═══ INFORMATION GIVEN
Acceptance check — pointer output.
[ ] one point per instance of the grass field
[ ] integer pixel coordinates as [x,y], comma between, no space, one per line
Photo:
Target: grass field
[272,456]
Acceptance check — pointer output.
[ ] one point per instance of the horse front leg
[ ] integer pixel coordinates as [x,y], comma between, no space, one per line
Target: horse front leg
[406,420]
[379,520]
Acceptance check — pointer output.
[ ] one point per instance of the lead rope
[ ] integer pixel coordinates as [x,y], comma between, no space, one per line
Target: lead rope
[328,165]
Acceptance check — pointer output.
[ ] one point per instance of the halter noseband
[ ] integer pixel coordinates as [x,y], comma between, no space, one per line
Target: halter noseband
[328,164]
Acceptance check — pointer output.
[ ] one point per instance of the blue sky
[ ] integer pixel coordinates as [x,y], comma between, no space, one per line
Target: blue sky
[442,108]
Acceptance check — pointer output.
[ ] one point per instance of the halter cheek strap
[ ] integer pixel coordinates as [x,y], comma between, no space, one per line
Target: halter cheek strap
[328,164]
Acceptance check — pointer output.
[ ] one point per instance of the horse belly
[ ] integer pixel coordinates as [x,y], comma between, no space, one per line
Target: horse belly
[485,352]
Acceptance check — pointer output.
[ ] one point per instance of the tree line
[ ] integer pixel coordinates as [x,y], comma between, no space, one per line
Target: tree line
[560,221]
══════
### WHAT NEEDS TO BE DONE
Repeat each of the records exactly as written.

### EXERCISE SOLUTION
Acceptance check — pointer output.
[ ] one point per instance of the grass field
[ ] integer pixel coordinates as [x,y], comma between, no space, one per line
Photo:
Target: grass field
[272,456]
Acceptance check — pointer output.
[ ] one point per instance of the horse front leg
[ ] integer pixel coordinates as [x,y], comma between, no space, one per line
Target: horse front leg
[406,420]
[379,520]
Acceptance check — pointer output.
[ ] one point per instance of the lead rope
[ ] integer pixel coordinates as [x,y], comma between, no space, one per line
Target: lead rope
[328,165]
Acceptance check — pointer output.
[ ] one point per instance of the halter noseband
[ ] integer pixel coordinates as [x,y], comma between, no space, one per line
Target: halter noseband
[328,164]
Acceptance check — pointer output.
[ ] one point per instance of the blue sky
[ ] integer pixel coordinates as [x,y], comma between, no space, one per line
Target: blue sky
[442,108]
Acceptance check — pointer output.
[ ] one point per instance of the halter cheek strap
[ ] integer pixel coordinates as [x,y], comma between, no space, one per line
Target: halter cheek strap
[328,164]
Acceptance check — pointer output.
[ ] one point per instance of the horse belly
[ ] integer pixel coordinates as [x,y], comma between, no space, one per line
Target: horse belly
[485,352]
Acceptance check — pointer output.
[ ] one point per instance of the tree line
[ ] integer pixel coordinates as [x,y], comma between, no space, one per line
Target: tree line
[560,221]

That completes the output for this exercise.